* _The task_:
Can you pull out every line of the entries below word for word, leaving the pictures out of your answer?

──────────────────────────────

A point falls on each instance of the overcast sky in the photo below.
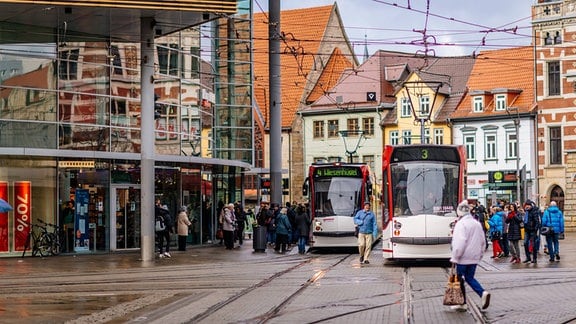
(458, 27)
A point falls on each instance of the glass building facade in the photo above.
(70, 125)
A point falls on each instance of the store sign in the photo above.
(217, 6)
(4, 219)
(77, 164)
(501, 176)
(22, 213)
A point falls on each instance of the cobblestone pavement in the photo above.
(211, 284)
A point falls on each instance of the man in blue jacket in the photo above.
(365, 220)
(553, 219)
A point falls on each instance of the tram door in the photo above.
(125, 218)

──────────────────────────────

* _Result of this exercise_:
A point falls on each instance of the overcast sky in the photo below.
(458, 27)
A point falls on each instance of the glass building facade in the photo above.
(70, 125)
A point falls on each instance of the store sign in the photo above.
(217, 6)
(4, 219)
(77, 164)
(501, 176)
(22, 213)
A point falls on each instance of the cobblestone pavement in the photo above.
(211, 284)
A point falls on each instance of the man in blue jacket in the photo above.
(365, 220)
(553, 219)
A point falls on each instance of the tram door in the photo above.
(125, 218)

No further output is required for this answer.